[DOCUMENT SECTION — start]
- Seal
- Roddickton Location of Roddickton in Newfoundland
- Coordinates: 50°51′N 56°07′W﻿ / ﻿50.850°N 56.117°W
- Country: Canada
- Province: Newfoundland and Labrador
- Incorporated: 1953

Population (2006)
- • Total: 911
- Time zone: UTC−03:30 (NST)
- • Summer (DST): UTC−02:30 (NDT)
- Area code: 709
- Highways: Route 433 Route 434

= Roddickton =

Roddickton is a community and former town located on the eastern side of the Great Northern Peninsula on the island of Newfoundland in the Canadian province of Newfoundland and Labrador. It amalgamated with the former Town of Bide Arm on January 1, 2009 to create the Town of Roddickton-Bide Arm.

Roddickton was originally named Eastern Brook and was used by residents of Englee, a small fishing community for salmon fishing, hunting and trapping. In 1906, the Grenfell Mission began a sawmill operation here and the name was changed to Roddickton in honour of Thomas George Roddick, a supporter of the mission. The first permanent settlers of the community were residents from Englee and Wild Cove who went there to work in the sawmill operation and to clear land for growing crops for the St. Anthony hospital. The first census was taken in 1911, and showed a population of 46, but the sawmill closed and by 1921 there were only 8 residents left and the community was abandoned the next year. Four years later, the sawmill was reopened and in the 1930s Bowater began pulpwood cutting in the area. By 1945, the population rose to 548.

Roddickton was incorporated as a town in 1953. In the 1960s, isolation ended with a road being built to the town and made it the region's service and supply centre. People from other small settlements in the area were resettled to Roddickton and in 1961 the population was 1185. In the 1970s, things began to decline. The pulpwood operations owned by Bowater closed, causing many to leave the area. In the 1980s, a crab plant was opened up to provide employment for the community, but in the late 1980s a fire destroyed it and the sawmill. By 1992, the sawmill was running again, the crab plant had been rebuilt, but was not operating.

Roddickton shortly after also combined with the neighbouring small town of “Bide Arm” creating the name “Roddickton-Bide Arm”. While these towns are still considered two different things by the residents, there’s no denying there’s still a connection between the people of Bide Arm and people of Roddickton.
[DOCUMENT SECTION — finish]
[SUPPLIED DATA — start]
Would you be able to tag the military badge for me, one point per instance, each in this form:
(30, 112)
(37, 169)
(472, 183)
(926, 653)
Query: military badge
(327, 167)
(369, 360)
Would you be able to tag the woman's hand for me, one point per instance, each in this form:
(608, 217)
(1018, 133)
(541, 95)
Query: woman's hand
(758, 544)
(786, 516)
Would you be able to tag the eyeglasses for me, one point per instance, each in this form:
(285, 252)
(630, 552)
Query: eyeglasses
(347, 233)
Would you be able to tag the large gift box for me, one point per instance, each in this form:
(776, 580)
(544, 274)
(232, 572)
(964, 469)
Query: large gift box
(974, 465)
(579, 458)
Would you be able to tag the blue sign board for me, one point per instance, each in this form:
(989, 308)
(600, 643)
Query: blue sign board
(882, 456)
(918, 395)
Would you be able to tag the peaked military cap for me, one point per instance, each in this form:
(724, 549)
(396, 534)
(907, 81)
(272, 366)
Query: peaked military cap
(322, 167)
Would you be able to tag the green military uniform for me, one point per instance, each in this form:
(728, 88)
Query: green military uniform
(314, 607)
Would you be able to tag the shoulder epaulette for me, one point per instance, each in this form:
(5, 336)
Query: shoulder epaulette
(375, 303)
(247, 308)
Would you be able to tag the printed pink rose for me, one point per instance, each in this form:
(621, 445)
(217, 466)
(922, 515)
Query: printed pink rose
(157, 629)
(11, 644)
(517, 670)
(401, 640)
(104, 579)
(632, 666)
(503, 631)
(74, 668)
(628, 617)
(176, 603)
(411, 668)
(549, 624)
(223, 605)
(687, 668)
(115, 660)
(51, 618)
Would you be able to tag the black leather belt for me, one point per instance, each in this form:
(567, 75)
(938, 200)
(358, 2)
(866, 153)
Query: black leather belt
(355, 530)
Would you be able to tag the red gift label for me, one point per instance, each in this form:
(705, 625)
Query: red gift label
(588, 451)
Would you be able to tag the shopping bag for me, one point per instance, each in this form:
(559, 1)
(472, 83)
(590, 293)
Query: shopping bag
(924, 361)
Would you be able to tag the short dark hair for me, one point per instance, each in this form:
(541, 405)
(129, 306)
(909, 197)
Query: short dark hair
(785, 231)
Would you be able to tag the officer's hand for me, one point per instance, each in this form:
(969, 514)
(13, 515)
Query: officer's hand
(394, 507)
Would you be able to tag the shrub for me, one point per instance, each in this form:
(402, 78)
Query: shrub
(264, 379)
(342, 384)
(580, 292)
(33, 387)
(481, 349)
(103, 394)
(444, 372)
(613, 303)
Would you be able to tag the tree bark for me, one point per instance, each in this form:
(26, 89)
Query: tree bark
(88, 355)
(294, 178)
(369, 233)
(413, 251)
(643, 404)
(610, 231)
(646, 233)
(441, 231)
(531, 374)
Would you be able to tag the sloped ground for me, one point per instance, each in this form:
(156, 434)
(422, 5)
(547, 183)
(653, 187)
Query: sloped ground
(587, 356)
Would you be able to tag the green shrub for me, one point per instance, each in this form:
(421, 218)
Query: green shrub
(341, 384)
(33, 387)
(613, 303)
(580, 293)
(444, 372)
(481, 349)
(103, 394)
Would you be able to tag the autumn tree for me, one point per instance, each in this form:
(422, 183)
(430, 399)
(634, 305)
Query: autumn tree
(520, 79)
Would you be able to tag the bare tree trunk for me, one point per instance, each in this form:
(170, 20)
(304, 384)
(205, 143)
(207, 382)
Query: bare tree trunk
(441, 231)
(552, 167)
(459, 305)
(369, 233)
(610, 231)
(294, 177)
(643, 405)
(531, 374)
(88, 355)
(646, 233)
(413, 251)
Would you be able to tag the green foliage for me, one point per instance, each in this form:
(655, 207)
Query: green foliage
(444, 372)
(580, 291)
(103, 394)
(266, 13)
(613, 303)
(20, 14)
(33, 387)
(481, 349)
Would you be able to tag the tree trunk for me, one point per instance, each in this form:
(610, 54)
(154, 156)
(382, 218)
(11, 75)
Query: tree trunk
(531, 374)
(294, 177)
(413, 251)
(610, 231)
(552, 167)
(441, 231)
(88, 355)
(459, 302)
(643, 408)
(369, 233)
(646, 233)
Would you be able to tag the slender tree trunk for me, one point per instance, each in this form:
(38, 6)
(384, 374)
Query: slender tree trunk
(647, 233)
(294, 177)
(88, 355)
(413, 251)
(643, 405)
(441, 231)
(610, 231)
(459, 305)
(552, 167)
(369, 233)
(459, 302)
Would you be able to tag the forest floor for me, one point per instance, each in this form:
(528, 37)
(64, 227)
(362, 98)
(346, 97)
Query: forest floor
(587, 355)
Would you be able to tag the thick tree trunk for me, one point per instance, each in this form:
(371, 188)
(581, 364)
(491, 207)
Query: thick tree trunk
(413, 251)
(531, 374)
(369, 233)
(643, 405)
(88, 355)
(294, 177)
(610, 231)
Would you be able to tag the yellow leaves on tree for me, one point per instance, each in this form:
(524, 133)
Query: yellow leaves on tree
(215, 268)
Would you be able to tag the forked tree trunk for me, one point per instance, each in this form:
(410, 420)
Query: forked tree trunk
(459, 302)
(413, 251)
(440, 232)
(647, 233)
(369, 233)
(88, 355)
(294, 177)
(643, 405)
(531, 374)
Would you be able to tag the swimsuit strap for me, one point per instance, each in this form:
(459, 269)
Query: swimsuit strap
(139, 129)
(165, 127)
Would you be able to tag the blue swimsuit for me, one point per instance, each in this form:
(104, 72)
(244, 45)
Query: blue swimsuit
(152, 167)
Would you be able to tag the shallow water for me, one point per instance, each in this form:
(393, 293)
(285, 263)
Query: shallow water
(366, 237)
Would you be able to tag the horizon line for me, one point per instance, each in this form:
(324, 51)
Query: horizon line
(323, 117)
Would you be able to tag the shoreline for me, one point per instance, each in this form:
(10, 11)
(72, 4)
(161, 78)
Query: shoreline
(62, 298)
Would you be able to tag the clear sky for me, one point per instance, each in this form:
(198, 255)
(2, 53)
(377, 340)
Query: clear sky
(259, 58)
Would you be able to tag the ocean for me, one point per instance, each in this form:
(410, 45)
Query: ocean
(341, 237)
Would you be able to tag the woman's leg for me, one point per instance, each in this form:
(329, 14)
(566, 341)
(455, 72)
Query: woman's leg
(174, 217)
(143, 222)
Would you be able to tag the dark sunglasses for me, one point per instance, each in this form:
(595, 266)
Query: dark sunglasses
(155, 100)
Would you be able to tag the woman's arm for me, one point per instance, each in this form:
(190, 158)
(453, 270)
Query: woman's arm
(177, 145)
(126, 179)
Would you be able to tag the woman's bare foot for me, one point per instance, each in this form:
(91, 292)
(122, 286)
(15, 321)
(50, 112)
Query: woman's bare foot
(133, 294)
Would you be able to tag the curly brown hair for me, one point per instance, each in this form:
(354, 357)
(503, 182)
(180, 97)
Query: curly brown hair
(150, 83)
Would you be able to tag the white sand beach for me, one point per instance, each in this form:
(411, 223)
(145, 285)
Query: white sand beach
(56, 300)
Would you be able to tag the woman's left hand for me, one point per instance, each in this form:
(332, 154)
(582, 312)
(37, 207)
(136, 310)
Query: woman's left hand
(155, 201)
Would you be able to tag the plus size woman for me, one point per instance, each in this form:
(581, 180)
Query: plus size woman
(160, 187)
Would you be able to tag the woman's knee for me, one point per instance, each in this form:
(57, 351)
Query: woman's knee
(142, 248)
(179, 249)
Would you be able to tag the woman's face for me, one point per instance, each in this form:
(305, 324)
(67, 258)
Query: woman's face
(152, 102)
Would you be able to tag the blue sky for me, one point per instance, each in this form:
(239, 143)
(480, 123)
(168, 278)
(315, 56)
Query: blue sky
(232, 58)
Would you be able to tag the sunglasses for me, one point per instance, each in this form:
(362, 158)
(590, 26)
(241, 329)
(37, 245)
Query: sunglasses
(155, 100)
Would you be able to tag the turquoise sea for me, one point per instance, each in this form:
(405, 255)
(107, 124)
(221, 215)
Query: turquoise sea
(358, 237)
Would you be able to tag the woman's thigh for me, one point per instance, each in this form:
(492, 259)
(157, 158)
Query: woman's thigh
[SUPPLIED DATA — finish]
▶ _WHAT TO DO_
Could you give the Roddickton article again, starting with "Roddickton is a" and going on through "of Roddickton-Bide Arm.", with "community" swapped for "settlement"?

▶ _REPLY TO THE TASK_
Roddickton is a settlement and former town located on the eastern side of the Great Northern Peninsula on the island of Newfoundland in the Canadian province of Newfoundland and Labrador. It amalgamated with the former Town of Bide Arm on January 1, 2009 to create the Town of Roddickton-Bide Arm.